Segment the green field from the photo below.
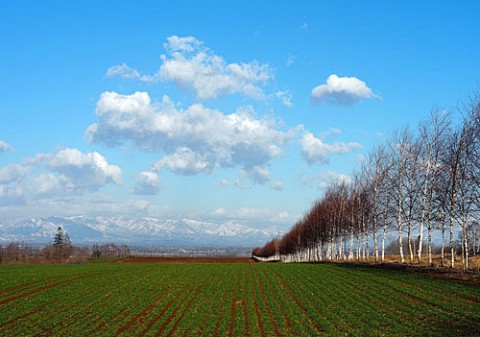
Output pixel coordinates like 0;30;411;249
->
0;263;480;336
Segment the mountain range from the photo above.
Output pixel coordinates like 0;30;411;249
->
0;216;276;247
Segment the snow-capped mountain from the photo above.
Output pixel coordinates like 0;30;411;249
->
0;216;276;247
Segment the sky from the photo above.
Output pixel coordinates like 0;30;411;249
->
0;0;480;231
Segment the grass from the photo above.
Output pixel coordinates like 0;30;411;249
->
0;263;480;336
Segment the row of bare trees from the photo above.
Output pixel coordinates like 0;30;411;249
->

━━━

Problem to work on –
Pick out every line of the records above that contains the word "mountain".

Solved exercise –
Segment the mountain range from the photo above.
Segment the snow-capped mountain from the photo above.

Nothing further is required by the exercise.